**Set problem 1**
In the zsh documentation excerpt, which option to the 'typeset' commands declares a named parameter as a reference to another parameter?
* start Document *
The doc already says:

zsh> A named parameter declared with the '-n' option to any of the 'typeset'
zsh> commands becomes a reference to a parameter in scope at the time of
zsh> assignment to the named reference, which may be at a different call
zsh> level than the declaring function.  For this reason, it is good practice
                                         ^^^^^^^^^^^^^^^^^^^^^^^^^^^^^^^^^^^^
zsh> to declare a named reference as soon as the referent parameter is in
     ^^^^^^^^^^^^^^^^^^^^^^^^^^^^^^^^^^^^^^^^^^^^^^^^^^^^^^^^^^^^^^^^^^^^
zsh> scope, and as early as possible in the function if the reference is to a
     ^^^^^^^^^^^^^^^^^^^^^^^^^^^^^^^^^^^^^^^^^^^^^^^^^^^^^^^^^^^^^^^^^^^^^^^^
zsh> parameter in a calling scope.
* end Document *
* start Records for the exercise *
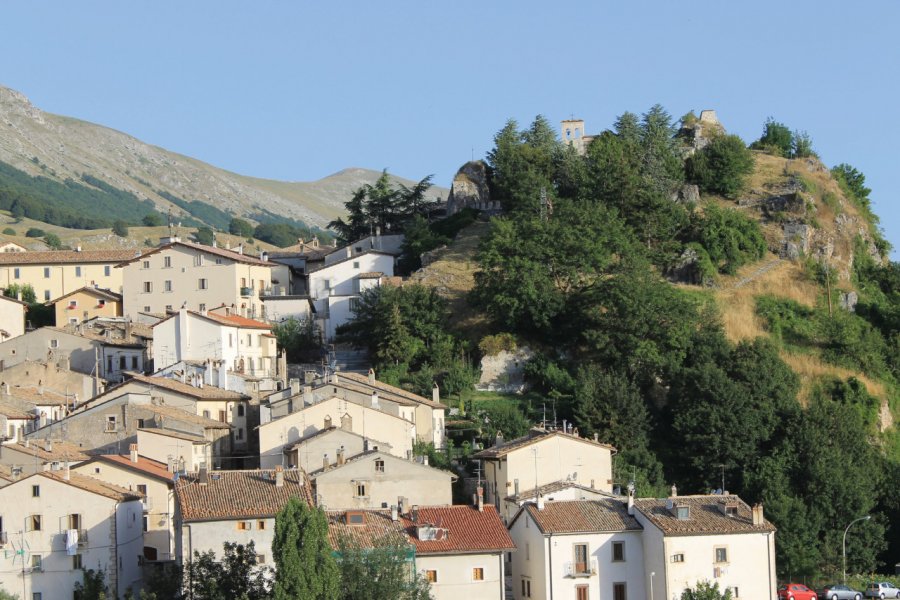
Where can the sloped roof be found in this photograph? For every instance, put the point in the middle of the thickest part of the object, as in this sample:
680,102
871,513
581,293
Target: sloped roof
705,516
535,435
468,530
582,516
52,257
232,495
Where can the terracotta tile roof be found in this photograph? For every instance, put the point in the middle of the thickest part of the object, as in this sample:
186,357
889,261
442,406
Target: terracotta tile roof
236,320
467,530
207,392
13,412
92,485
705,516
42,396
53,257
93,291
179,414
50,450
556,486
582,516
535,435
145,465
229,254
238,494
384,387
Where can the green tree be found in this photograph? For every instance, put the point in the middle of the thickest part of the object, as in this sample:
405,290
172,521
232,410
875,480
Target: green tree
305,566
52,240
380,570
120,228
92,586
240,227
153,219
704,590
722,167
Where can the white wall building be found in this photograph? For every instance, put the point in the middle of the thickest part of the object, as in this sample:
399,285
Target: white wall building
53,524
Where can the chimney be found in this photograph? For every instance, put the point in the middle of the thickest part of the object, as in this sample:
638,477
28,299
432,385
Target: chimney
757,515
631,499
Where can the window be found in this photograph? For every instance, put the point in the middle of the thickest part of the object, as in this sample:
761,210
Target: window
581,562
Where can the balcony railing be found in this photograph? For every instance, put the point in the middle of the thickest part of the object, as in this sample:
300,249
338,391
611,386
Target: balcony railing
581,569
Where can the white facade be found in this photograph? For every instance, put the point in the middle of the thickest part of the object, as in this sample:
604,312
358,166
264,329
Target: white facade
* end Records for the exercise *
* start Records for the exercise *
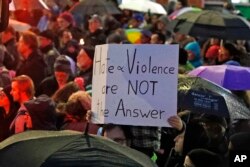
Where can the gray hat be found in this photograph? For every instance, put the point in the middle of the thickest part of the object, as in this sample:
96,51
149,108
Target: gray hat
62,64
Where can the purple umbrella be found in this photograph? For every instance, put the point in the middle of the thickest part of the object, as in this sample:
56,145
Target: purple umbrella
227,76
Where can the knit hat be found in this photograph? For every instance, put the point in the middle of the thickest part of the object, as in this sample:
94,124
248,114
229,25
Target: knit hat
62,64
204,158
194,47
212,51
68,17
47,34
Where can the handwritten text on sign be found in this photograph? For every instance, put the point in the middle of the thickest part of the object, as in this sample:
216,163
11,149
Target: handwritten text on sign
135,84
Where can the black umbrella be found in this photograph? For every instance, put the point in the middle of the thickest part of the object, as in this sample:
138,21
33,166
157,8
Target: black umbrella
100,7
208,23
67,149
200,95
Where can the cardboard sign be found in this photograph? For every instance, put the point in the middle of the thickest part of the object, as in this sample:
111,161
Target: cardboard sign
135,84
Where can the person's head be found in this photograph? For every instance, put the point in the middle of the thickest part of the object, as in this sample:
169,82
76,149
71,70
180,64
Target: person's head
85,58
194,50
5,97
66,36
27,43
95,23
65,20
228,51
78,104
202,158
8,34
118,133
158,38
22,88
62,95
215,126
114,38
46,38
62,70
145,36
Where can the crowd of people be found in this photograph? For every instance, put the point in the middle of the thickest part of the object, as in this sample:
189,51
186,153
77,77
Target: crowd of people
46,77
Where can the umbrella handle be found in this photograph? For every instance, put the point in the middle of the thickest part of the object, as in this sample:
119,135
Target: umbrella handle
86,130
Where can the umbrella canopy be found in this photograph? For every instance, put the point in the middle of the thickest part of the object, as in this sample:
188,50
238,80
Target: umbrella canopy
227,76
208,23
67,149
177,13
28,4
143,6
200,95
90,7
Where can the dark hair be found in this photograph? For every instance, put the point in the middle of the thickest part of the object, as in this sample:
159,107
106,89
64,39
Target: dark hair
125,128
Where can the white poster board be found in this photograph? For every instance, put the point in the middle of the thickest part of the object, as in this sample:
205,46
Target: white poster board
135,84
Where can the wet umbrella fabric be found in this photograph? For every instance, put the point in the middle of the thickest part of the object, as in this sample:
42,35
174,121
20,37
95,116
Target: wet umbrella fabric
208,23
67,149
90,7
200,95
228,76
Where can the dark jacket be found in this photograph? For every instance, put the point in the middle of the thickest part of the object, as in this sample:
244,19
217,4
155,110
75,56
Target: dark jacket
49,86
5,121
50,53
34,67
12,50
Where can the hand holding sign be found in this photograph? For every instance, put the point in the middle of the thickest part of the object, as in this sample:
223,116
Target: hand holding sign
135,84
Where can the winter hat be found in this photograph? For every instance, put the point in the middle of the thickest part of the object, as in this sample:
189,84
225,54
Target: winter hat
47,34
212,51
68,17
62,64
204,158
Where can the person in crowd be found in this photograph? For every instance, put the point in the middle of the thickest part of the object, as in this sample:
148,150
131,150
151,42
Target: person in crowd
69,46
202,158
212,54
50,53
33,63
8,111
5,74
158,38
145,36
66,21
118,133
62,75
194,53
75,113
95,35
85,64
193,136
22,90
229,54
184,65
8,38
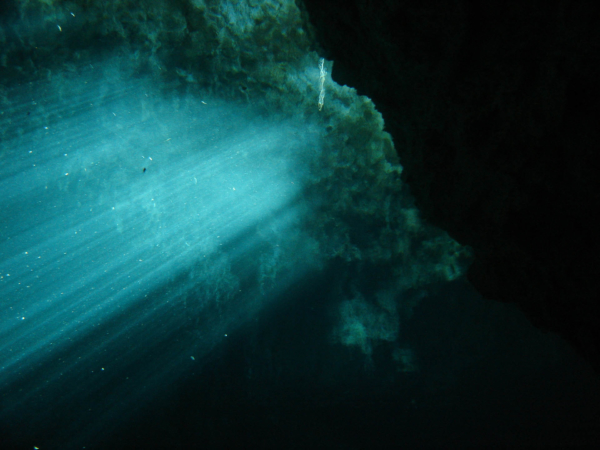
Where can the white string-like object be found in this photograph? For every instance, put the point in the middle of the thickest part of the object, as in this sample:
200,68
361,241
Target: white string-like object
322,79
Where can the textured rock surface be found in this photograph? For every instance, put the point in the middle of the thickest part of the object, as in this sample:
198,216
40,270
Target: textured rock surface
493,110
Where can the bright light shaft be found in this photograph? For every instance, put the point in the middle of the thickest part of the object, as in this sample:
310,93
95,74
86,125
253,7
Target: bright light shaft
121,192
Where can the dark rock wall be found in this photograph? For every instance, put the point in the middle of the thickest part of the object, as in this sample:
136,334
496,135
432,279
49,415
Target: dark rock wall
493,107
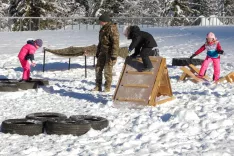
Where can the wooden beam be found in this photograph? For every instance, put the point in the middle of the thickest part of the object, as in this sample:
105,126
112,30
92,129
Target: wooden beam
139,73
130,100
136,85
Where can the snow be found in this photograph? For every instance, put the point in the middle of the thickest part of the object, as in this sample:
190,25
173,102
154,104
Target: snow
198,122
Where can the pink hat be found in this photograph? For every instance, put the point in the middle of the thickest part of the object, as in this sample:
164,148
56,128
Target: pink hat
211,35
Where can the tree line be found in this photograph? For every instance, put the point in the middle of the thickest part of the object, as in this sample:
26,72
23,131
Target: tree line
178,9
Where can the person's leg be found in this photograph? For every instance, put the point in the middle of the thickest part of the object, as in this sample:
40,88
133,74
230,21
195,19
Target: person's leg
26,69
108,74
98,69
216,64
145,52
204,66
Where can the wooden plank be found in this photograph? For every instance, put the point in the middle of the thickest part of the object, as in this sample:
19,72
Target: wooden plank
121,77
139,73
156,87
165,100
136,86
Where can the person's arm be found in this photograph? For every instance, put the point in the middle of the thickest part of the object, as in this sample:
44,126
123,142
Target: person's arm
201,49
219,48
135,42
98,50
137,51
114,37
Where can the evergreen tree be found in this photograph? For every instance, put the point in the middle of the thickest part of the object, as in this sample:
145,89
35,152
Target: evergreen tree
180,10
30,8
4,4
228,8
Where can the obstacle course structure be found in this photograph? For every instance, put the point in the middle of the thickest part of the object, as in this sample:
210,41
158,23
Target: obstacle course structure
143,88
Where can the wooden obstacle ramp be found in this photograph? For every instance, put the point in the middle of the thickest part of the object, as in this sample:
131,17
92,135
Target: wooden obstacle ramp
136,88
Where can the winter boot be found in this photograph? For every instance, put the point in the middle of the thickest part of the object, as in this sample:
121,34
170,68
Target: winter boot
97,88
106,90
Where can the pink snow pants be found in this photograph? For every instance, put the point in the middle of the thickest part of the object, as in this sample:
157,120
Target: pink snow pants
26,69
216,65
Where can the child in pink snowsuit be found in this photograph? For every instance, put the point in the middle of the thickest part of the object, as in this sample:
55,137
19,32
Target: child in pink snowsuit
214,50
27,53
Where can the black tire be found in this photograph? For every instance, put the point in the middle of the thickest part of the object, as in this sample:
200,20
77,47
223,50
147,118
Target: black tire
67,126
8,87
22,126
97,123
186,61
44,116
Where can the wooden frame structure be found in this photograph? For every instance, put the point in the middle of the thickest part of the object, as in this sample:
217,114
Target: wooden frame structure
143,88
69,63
* end Records for the exercise *
**Set problem 2**
Report each line of the records that contains the word "hair".

**Written response 1**
The '-n' option.

**Written response 2**
Where can the dark hair be found in this photograph? For every instance, put the point in the middle of the thickest part of the object, as in this sample:
Target: dark hair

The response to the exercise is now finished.